Supplied passage:

....

201 Hood Avenue Heretaunga, Upper Hutt

The story

201 Hood Ave Heretaunga, street scene 2018

Reason for the name

Hood Avenue was named after HMS Hood. The HMS Hood pennant number 51 was the last battlecruiser built for the Royal Navy. HMS Hood. was sunk on 24 May 1941 after battle with the German battleship Bismark and heavy cruiser Prinz Eugen. New Zealanders were in the total of 1,415 of her crew who died and only three survived.

The street was not named after Malcolm Hopkins Hood (1895-1963) who served with the Upper Hutt Borough Councillor (1929-1933). The street was not named after the airman Captain George Hood who vanished in 1928 while attempting a trans-Tasman flight from Sydney Australia to the Trentham racecourse. Hood Avenue was formerly named Hood Street. Hood Avenue was recorded in the Wises NZ Post Office Directory 1955 & 1959 & 1961-1962 volumes.

HMS Hood (pennant number 51) was the last battlecruiser built for the Royal Navy. Commissioned in 1920, she was named after the 18th-century Admiral Samuel Hood. One of four Admiral-class battlecruisers ordered in mid-1916, Hood had design limitations, though her design was revised after the Battle of Jutland and improved while she was under construction. For this reason she was the only ship of her class to be completed. Despite the appearance of new and more modern ship designs over time, Hood remained the largest and most powerful warship in the world for twenty years after her commissioning and her prestige was reflected in her nickname "The Mighty Hood".

....

Stored records:
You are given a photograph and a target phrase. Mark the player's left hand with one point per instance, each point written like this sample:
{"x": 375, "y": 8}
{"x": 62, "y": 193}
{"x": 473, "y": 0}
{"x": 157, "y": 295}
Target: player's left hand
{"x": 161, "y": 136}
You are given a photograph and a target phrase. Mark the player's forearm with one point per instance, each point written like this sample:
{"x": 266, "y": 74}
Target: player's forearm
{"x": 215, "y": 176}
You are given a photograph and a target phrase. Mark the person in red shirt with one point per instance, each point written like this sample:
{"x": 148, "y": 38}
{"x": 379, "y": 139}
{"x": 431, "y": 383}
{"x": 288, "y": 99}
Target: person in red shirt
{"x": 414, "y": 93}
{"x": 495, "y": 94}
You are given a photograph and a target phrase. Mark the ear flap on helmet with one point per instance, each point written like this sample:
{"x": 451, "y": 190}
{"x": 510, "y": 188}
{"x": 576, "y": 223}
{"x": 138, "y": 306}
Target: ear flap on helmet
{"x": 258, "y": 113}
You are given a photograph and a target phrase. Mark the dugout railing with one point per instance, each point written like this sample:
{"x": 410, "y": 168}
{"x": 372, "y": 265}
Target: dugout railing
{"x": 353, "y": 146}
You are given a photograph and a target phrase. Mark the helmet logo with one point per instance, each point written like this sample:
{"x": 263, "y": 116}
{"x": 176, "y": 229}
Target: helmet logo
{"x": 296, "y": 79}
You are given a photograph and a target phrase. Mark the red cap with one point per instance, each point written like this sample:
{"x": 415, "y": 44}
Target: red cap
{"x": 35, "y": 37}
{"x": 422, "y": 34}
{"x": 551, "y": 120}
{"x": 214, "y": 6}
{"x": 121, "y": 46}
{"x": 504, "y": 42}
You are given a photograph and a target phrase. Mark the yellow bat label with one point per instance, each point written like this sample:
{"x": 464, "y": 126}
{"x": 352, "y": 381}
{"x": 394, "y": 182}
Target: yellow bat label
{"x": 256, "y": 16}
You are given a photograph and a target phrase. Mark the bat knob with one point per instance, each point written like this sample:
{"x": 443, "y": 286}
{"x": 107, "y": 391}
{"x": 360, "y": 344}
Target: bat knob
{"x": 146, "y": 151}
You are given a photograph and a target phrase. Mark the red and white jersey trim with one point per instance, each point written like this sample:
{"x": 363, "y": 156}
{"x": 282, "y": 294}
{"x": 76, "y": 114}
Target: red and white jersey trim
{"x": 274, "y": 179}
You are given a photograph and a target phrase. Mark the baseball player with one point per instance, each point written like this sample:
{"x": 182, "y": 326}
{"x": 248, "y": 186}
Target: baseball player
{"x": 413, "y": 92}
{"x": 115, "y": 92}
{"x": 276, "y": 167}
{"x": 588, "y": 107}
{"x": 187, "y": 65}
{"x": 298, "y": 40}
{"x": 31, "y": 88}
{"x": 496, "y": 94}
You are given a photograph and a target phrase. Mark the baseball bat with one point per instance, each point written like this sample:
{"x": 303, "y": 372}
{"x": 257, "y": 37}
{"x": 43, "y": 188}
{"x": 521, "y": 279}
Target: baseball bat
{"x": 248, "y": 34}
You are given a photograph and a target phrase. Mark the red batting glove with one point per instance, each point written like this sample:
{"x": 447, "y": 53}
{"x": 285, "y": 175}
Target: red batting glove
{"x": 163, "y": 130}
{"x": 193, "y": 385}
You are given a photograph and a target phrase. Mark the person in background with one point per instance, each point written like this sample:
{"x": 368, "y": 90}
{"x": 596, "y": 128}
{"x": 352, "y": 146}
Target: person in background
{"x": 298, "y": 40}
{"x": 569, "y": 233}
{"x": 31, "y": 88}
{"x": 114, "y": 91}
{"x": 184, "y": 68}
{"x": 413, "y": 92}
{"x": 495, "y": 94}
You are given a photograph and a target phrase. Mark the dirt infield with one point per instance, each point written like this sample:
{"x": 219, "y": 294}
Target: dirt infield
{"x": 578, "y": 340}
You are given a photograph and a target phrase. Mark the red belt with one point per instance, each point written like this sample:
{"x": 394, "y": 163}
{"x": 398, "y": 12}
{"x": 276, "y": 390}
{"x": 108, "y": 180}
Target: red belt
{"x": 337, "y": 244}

....

Directive 1: Please extract the part of the Hood Avenue text starting with "Hood Avenue was named" and going on through "1959 & 1961-1962 volumes.".
Directive 2: List every warship named in the Hood Avenue text.

Correct response 1:
Hood Avenue was named after HMS Hood. The HMS Hood pennant number 51 was the last battlecruiser built for the Royal Navy. HMS Hood. was sunk on 24 May 1941 after battle with the German battleship Bismark and heavy cruiser Prinz Eugen. New Zealanders were in the total of 1,415 of her crew who died and only three survived.

The street was not named after Malcolm Hopkins Hood (1895-1963) who served with the Upper Hutt Borough Councillor (1929-1933). The street was not named after the airman Captain George Hood who vanished in 1928 while attempting a trans-Tasman flight from Sydney Australia to the Trentham racecourse. Hood Avenue was formerly named Hood Street. Hood Avenue was recorded in the Wises NZ Post Office Directory 1955 & 1959 & 1961-1962 volumes.

Correct response 2:
HMS Hood
Bismark
Prinz Eugen